### Items listed in a dataset

◇ ◇ ◇ ◇

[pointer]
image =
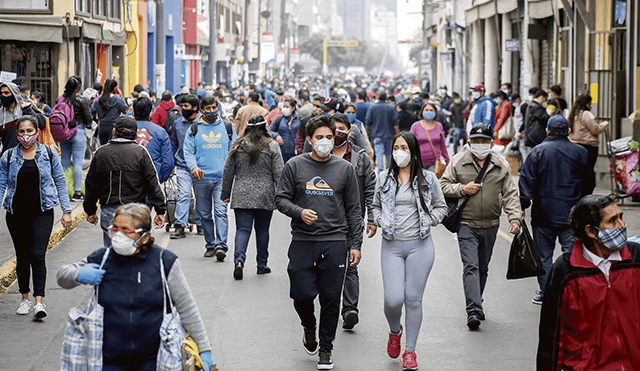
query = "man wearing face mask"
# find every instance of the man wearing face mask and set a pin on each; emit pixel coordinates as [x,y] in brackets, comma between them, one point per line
[319,192]
[589,317]
[481,216]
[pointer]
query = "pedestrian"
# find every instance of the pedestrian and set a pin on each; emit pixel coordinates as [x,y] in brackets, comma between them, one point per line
[76,145]
[382,123]
[206,146]
[13,108]
[589,317]
[319,192]
[585,131]
[408,202]
[154,139]
[430,135]
[254,167]
[32,183]
[131,290]
[107,109]
[480,219]
[121,172]
[346,149]
[553,178]
[284,129]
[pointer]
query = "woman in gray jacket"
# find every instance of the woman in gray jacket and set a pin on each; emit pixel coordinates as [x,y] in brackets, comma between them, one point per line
[408,201]
[255,161]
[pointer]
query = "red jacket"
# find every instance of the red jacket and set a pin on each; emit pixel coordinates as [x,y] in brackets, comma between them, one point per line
[159,116]
[588,323]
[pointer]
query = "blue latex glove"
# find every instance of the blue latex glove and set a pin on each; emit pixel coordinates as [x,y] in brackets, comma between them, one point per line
[207,360]
[91,274]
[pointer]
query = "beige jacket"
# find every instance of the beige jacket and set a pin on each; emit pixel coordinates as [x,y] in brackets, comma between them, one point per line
[586,129]
[498,190]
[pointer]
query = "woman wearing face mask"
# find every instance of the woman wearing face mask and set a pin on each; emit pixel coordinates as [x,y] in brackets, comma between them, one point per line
[34,183]
[585,131]
[130,274]
[284,129]
[430,135]
[408,201]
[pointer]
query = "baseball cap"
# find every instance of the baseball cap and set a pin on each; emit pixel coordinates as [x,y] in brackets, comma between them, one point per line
[558,124]
[481,130]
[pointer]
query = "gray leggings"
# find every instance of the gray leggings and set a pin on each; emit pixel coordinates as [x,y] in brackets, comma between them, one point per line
[405,268]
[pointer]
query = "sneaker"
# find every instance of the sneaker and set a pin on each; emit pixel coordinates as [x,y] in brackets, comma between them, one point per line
[220,254]
[538,298]
[237,271]
[25,307]
[264,270]
[349,320]
[409,361]
[473,322]
[393,344]
[309,340]
[39,311]
[325,361]
[178,233]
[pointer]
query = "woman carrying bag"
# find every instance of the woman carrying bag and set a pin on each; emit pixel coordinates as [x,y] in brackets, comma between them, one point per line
[138,282]
[430,135]
[408,201]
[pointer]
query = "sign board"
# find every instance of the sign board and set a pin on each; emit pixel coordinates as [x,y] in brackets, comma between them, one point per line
[512,45]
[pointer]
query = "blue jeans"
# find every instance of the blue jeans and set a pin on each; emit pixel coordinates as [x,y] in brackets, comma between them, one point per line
[185,181]
[544,239]
[245,219]
[460,133]
[382,147]
[106,220]
[208,193]
[76,147]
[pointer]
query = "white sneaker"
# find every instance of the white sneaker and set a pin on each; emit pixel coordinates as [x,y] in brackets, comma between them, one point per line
[25,307]
[39,311]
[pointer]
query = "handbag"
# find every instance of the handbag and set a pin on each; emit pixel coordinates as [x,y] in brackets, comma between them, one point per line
[454,216]
[523,258]
[82,346]
[171,332]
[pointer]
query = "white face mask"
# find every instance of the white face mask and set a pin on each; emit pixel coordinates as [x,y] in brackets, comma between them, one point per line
[480,151]
[123,245]
[323,147]
[401,158]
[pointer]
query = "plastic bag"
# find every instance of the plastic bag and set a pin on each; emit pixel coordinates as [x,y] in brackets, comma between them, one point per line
[523,258]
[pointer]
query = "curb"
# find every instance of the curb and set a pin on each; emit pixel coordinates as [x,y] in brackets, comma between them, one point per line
[8,269]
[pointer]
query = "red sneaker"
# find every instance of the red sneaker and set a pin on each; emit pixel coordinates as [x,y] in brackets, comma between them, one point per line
[393,345]
[409,361]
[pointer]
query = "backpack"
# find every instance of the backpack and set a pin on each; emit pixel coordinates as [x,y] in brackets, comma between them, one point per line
[61,120]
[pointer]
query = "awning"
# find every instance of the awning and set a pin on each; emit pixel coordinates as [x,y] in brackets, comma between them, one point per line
[45,29]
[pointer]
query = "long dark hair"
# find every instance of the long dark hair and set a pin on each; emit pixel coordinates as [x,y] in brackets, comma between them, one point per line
[579,106]
[257,137]
[109,86]
[416,165]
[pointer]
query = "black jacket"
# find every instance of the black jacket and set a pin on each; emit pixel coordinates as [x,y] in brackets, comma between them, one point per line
[121,172]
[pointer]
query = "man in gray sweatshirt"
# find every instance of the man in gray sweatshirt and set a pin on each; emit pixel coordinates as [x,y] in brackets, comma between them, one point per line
[320,193]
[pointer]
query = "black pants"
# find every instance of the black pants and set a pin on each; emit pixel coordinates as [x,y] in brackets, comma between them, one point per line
[318,268]
[30,232]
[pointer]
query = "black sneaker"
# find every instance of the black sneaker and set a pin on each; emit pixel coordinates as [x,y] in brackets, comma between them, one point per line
[264,270]
[309,341]
[237,271]
[325,361]
[220,254]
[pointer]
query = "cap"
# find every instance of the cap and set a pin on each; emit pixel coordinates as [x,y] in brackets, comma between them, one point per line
[331,104]
[481,130]
[558,124]
[126,127]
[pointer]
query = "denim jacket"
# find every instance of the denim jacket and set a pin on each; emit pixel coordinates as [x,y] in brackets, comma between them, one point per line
[53,185]
[384,204]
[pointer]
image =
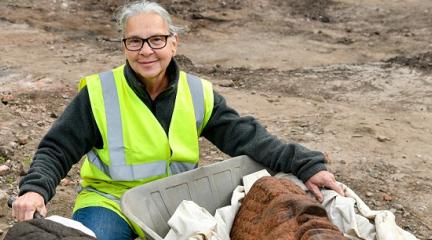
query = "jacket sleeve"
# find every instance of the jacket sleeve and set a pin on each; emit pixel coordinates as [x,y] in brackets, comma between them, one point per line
[71,136]
[235,135]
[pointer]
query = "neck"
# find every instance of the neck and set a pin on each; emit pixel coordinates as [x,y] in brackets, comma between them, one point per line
[155,86]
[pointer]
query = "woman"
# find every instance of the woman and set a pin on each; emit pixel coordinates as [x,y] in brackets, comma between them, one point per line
[140,122]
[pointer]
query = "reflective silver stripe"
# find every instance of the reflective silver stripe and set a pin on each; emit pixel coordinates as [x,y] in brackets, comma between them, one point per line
[179,167]
[94,159]
[197,92]
[113,118]
[129,172]
[138,171]
[91,189]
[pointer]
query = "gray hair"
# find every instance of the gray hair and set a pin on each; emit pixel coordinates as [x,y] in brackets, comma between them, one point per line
[137,7]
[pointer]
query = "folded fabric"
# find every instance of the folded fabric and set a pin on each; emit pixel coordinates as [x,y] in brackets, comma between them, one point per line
[354,218]
[350,214]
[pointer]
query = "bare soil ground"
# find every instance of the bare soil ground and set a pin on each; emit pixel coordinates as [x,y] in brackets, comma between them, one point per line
[351,78]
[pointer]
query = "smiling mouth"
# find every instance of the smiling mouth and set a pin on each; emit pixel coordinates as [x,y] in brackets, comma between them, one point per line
[147,62]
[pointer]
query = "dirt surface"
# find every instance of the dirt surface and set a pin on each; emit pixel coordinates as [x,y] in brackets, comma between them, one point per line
[350,78]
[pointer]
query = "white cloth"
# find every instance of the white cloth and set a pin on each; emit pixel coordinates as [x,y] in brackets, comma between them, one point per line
[191,221]
[354,218]
[350,214]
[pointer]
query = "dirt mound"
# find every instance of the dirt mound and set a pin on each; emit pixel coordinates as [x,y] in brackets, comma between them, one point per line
[421,62]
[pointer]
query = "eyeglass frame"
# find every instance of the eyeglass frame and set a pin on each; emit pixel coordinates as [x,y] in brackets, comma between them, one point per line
[146,40]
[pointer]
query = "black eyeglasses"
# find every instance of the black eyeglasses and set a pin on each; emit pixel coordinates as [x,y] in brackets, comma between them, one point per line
[154,42]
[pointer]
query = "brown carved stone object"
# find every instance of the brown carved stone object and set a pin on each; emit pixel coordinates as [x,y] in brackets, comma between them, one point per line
[278,209]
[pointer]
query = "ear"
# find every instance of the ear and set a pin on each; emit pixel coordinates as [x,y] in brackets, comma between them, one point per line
[174,43]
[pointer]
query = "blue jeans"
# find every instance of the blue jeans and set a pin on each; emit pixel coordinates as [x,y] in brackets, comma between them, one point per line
[106,224]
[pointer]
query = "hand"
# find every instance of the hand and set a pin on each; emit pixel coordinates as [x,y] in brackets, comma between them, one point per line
[24,207]
[320,180]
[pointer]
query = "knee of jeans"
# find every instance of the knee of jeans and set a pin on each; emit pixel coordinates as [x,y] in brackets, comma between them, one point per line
[105,223]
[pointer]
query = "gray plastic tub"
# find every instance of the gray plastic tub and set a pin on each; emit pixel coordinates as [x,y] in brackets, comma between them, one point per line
[151,205]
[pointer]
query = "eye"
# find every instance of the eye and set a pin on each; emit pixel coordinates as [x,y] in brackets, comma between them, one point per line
[157,39]
[134,41]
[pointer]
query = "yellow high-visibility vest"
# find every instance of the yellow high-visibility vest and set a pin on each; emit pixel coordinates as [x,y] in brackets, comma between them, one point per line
[136,149]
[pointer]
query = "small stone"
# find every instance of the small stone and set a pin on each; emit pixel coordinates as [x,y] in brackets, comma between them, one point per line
[398,206]
[383,139]
[53,115]
[387,197]
[4,170]
[13,145]
[226,83]
[23,140]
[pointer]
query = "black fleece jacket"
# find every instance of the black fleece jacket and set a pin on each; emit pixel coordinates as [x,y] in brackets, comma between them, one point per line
[76,132]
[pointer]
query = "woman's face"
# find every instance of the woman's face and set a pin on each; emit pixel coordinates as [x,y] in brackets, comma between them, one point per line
[150,64]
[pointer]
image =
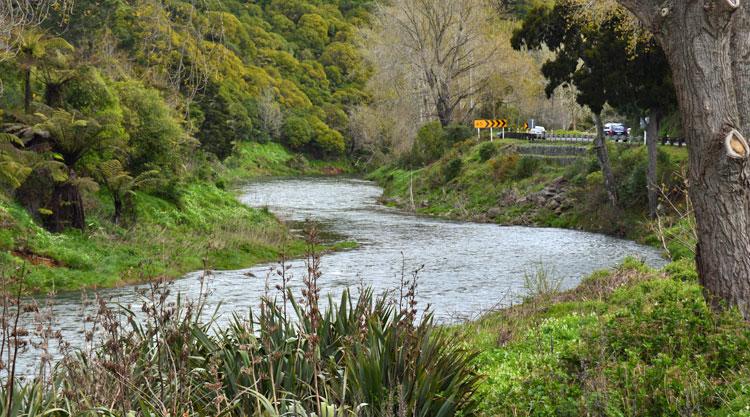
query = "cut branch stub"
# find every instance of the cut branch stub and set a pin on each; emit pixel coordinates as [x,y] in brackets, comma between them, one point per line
[732,4]
[736,145]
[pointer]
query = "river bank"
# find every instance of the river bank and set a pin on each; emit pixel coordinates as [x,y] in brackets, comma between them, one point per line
[510,183]
[206,226]
[630,341]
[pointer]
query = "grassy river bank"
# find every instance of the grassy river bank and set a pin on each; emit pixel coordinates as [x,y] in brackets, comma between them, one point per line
[512,182]
[205,226]
[628,341]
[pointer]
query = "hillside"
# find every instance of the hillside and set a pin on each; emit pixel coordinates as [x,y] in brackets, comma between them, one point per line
[123,126]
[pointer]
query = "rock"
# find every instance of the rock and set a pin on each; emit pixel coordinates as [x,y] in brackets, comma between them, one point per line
[494,212]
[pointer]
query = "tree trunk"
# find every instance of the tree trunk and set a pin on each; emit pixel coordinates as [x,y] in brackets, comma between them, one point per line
[708,47]
[118,209]
[652,138]
[27,90]
[602,154]
[53,94]
[445,113]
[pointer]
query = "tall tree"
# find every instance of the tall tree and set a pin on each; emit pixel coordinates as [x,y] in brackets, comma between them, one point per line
[651,93]
[441,40]
[707,43]
[587,55]
[34,49]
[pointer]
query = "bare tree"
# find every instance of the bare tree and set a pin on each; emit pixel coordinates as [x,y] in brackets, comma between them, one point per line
[442,41]
[707,43]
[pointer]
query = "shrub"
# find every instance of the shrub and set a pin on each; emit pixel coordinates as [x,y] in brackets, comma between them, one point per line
[486,151]
[296,132]
[456,132]
[526,167]
[281,359]
[452,169]
[504,165]
[429,145]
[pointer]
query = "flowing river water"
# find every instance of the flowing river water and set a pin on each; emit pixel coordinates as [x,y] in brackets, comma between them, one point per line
[468,267]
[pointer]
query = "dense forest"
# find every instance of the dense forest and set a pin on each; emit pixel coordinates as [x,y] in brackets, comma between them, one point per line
[121,95]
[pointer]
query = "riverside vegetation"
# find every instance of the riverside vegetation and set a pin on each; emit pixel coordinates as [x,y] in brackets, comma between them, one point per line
[448,176]
[121,137]
[629,341]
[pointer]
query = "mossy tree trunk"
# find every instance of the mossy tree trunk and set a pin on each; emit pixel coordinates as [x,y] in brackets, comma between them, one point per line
[707,43]
[652,139]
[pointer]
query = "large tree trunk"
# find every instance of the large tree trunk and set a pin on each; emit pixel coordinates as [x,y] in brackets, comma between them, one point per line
[602,154]
[708,46]
[118,209]
[652,138]
[27,90]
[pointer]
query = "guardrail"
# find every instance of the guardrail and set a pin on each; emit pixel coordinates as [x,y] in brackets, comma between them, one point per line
[624,140]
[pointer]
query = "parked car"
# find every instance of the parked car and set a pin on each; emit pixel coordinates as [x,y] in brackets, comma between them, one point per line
[537,132]
[615,130]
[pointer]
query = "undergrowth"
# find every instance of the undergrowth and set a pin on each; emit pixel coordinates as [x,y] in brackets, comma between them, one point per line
[295,355]
[632,341]
[171,235]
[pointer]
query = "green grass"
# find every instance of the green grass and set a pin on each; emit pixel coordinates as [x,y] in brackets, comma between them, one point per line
[253,160]
[631,341]
[208,227]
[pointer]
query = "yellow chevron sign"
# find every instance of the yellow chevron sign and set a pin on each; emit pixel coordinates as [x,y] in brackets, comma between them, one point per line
[486,124]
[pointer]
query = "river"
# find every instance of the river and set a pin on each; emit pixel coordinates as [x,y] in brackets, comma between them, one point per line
[468,267]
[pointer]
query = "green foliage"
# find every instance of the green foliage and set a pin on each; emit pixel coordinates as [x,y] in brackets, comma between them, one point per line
[452,169]
[429,145]
[297,132]
[456,132]
[362,354]
[486,151]
[155,137]
[627,342]
[526,167]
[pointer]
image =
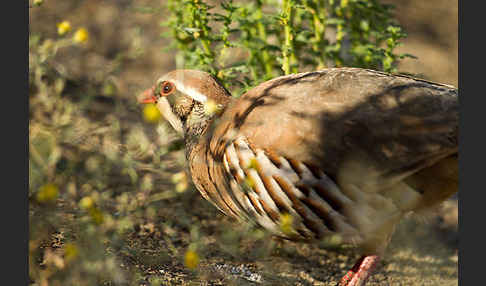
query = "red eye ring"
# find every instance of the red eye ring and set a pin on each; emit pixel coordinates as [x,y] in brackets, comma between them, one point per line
[166,88]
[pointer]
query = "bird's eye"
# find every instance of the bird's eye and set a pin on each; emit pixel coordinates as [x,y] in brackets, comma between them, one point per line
[167,88]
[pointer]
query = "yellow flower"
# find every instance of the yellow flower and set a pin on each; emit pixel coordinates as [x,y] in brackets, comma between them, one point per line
[249,183]
[63,27]
[47,193]
[191,259]
[96,215]
[151,113]
[86,203]
[253,164]
[70,251]
[286,221]
[81,35]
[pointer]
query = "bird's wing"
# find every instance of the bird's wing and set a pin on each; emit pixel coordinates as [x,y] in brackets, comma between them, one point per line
[359,126]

◇ ◇ ◇ ◇

### INSTRUCTION
Locate every line in the data above that contains the string "undergrowth", and copy each of those lines.

### EXPECTED ANSWER
query = "undergrowth"
# find every instance of the undergrowth and set a pin on each; emit pixel coordinates as [x,y] in brackets, comma between them, one point per line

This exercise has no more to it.